* _Input records_

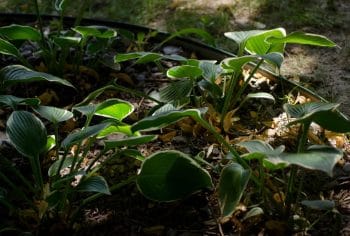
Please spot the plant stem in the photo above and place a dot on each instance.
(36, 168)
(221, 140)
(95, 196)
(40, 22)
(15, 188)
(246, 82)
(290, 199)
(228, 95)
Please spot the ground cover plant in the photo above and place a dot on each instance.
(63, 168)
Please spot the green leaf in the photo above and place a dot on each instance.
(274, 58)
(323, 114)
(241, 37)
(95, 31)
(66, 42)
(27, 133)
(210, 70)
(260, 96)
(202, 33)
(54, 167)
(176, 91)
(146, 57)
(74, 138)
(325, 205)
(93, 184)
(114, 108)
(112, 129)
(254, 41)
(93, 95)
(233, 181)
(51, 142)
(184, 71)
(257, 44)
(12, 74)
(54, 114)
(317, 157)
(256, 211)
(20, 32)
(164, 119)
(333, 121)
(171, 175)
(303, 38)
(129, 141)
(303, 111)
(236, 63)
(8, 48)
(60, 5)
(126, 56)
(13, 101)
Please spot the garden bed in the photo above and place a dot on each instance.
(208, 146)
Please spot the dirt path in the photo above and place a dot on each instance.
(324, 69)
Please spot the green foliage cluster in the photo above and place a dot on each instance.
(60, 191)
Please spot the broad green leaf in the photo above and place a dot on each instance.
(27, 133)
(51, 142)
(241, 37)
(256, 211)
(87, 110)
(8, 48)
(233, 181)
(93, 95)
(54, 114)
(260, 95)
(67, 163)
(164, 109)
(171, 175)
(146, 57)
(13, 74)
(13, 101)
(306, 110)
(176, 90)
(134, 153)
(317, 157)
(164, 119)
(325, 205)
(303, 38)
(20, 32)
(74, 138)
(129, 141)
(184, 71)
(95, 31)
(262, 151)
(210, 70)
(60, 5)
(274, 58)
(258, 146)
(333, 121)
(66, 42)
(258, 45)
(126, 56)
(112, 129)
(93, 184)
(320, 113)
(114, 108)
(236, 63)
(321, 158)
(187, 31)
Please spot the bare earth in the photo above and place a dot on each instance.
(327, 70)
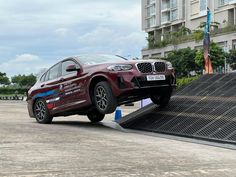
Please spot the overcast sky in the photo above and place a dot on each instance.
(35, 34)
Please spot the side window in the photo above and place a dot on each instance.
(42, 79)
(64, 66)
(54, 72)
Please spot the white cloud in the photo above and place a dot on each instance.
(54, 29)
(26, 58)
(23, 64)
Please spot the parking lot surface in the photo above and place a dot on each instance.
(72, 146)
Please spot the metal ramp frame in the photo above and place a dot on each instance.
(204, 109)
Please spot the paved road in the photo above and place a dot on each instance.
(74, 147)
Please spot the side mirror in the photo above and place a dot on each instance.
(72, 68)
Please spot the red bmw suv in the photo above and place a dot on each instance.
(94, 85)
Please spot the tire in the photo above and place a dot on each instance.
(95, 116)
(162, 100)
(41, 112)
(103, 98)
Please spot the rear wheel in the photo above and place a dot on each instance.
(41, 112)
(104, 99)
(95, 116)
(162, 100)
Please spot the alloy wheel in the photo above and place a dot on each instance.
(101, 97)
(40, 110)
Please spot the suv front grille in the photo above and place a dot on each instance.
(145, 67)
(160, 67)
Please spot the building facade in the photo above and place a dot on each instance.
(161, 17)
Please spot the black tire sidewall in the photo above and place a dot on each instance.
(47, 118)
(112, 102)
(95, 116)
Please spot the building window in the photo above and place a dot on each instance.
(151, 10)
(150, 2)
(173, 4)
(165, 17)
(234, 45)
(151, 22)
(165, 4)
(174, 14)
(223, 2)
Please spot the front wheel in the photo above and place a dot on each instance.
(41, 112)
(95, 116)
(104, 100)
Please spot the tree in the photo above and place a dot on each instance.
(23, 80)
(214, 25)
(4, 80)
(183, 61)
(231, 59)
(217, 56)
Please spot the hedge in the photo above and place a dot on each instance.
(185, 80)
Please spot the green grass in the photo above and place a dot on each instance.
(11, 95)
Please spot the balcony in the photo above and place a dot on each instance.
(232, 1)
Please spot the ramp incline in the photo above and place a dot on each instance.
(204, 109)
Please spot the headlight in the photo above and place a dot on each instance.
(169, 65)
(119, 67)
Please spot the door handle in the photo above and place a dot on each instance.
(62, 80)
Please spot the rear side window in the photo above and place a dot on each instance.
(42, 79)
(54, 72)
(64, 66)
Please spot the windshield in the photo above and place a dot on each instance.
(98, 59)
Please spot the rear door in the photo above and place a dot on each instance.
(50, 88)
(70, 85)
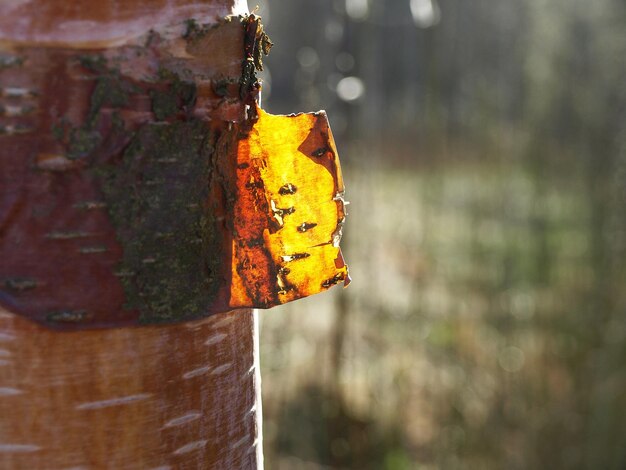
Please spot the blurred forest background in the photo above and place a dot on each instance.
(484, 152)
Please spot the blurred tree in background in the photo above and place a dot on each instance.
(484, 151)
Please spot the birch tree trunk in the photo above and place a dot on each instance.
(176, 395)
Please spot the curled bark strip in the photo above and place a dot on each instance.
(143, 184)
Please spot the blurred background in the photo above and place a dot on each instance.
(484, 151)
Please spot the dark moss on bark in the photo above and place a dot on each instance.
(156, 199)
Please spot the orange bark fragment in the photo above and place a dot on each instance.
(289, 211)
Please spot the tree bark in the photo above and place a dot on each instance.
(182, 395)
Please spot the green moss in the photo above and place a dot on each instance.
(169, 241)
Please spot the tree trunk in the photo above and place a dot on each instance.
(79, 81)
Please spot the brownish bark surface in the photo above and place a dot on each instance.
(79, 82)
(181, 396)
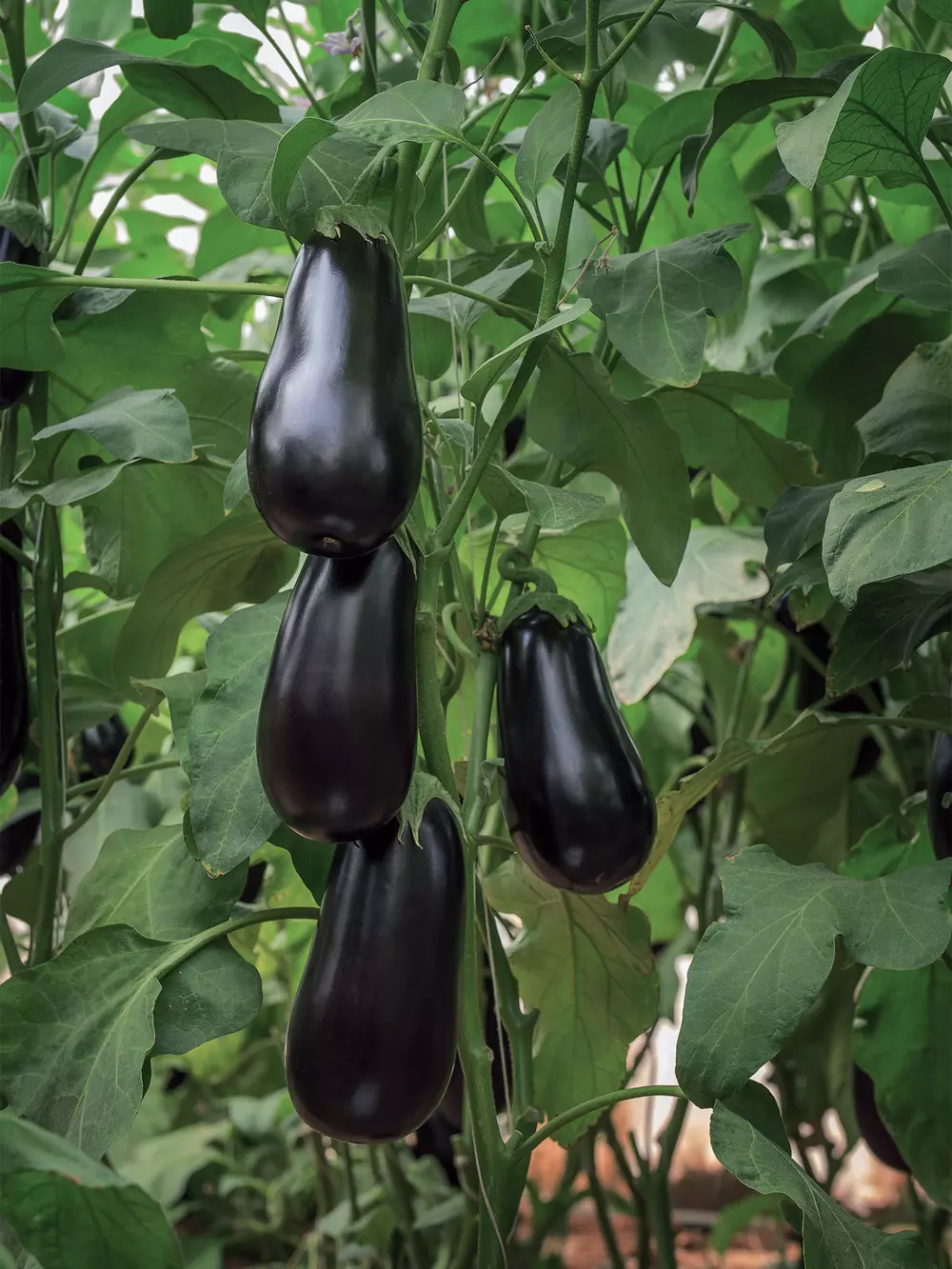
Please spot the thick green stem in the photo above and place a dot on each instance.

* _What to produce_
Verbatim repetition of the entries is required, excluding any pictures.

* _Answer to this task_
Please spot the plant stem in the photo above and place a dot on each instance.
(36, 168)
(221, 140)
(95, 196)
(40, 22)
(15, 188)
(246, 82)
(290, 199)
(228, 95)
Please spot the ground cover plant in the photo above and place a dot on each instance.
(63, 168)
Please spot the green leaf in the photo above and place a dot on each instance.
(274, 58)
(323, 114)
(241, 37)
(95, 31)
(66, 42)
(27, 133)
(210, 70)
(260, 96)
(202, 33)
(54, 167)
(176, 91)
(146, 57)
(74, 138)
(325, 205)
(93, 184)
(114, 108)
(112, 129)
(254, 41)
(93, 95)
(233, 181)
(51, 142)
(184, 71)
(257, 44)
(12, 74)
(54, 114)
(317, 157)
(256, 211)
(20, 32)
(164, 119)
(333, 121)
(171, 175)
(303, 38)
(129, 141)
(303, 111)
(236, 63)
(8, 48)
(60, 5)
(126, 56)
(13, 101)
Please spot the garden bed in the photo above and place a dot on each instance.
(208, 146)
Please spot the dirt path in the photo above and place a dot on each instance.
(324, 69)
Please spot the green foliage cluster in the photo above and place a dot on each instance.
(60, 191)
Please spot the broad green leaf in the photo above and place a dot on each instance.
(27, 133)
(51, 142)
(241, 37)
(256, 211)
(87, 110)
(8, 48)
(233, 181)
(93, 95)
(54, 114)
(260, 95)
(67, 163)
(164, 109)
(171, 175)
(146, 57)
(13, 74)
(13, 101)
(306, 110)
(176, 90)
(134, 153)
(317, 157)
(164, 119)
(325, 205)
(303, 38)
(20, 32)
(74, 138)
(129, 141)
(184, 71)
(95, 31)
(262, 151)
(210, 70)
(60, 5)
(274, 58)
(258, 146)
(333, 121)
(66, 42)
(258, 45)
(126, 56)
(112, 129)
(93, 184)
(320, 113)
(114, 108)
(236, 63)
(321, 158)
(187, 31)
Please spot the bare earth in the photo above and place a dot on each instance.
(327, 70)
Please spot the overcast sky in the photo above and place a dot on each instance.
(35, 34)
Please spot the side window in the photo above and place a dot on each instance.
(42, 79)
(64, 66)
(54, 72)
Please spot the white cloud in the photo above and place a dot on each instance.
(54, 29)
(26, 58)
(23, 64)
Please spot the parking lot surface in the photo above and place a dot on each instance.
(72, 146)
Please spot the metal ramp frame in the photo above and place a dot on each instance.
(204, 109)
Please spot the paved road in the photo above and place a dot on each instance.
(74, 147)
Please spot the side mirror in the photo above and place a dot on each instance.
(72, 68)
Please spot the red bmw suv in the photo above and place a dot on each instance.
(94, 85)
Please spot the tire in the photo above and place a dot on each instance.
(95, 116)
(162, 100)
(41, 112)
(103, 98)
Please spot the rear wheel in the photo above and place a dot on each instance.
(41, 112)
(104, 99)
(95, 116)
(162, 100)
Please spot the alloy wheel in the photo above and place a dot on each instance.
(101, 97)
(40, 110)
Please spot the suv front grille in the photo above and place a dot on each instance.
(145, 67)
(160, 67)
Please spot the building facade in the photo above and place a dot on each instance.
(161, 17)
Please spot the black tire sidewall in the photo above and place a dot on each instance.
(47, 118)
(112, 102)
(95, 116)
Please spot the building window in the photo above and place a dot on each instance.
(151, 10)
(150, 2)
(173, 4)
(165, 17)
(234, 45)
(151, 22)
(165, 4)
(174, 14)
(223, 2)
Please spot the front wheel in the photo above and place a dot on each instance.
(41, 112)
(95, 116)
(104, 100)
Please spot the tree in the photo above and place a dot on each instance.
(23, 80)
(214, 25)
(4, 80)
(183, 61)
(231, 59)
(217, 56)
Please spot the hedge in the photo above and place a dot on each instance.
(185, 80)
Please spot the green grass in the photo above and place a dot on each instance.
(11, 95)
Please spot the balcony in the photo above and place a dot on each instance.
(232, 1)
Please spot the ramp incline in the photo above and place a dot on each instance.
(204, 109)
Please spot the headlight in the photo above and place a dot on each instance.
(169, 65)
(119, 67)
Please spot the door handle in the photo above and place a dot on each instance.
(62, 80)
Please spot the rear side window in the photo above and place a dot on each instance.
(42, 79)
(54, 72)
(64, 66)
Please spot the windshield in the photo above and place a dot on each instance.
(98, 59)
Please spot the rear door in the photo above and place a dot on each instance.
(50, 88)
(70, 85)
Please spot the blurred forest background in the photo above and place a dot on each instance.
(484, 152)
Please spot the blurred tree in background in the photo above and place a dot on each instance.
(484, 151)
Please spot the birch tree trunk in the photo above and place a dot on each instance.
(176, 395)
Please spot the curled bark strip in the photo above and place a dot on each instance.
(143, 184)
Please spot the blurred background in the photo above and place a dot on each instance.
(484, 151)
Please spot the dark moss on bark in the photo above and place a dot on each instance.
(156, 199)
Please spot the orange bark fragment in the photo above and place a dot on each instance.
(289, 211)
Please spot the tree bark in the photo above and place a dot on each instance.
(182, 395)
Please spot the green moss in the photo above and place a dot on each instance.
(169, 241)
Please spot the tree trunk in the photo above and place a dot on each instance.
(79, 81)
Please spot the brownish bark surface in the photo above and place a dot on each instance.
(79, 82)
(181, 396)
Please spot the thick green stem in the photo above and place a dot on each instance.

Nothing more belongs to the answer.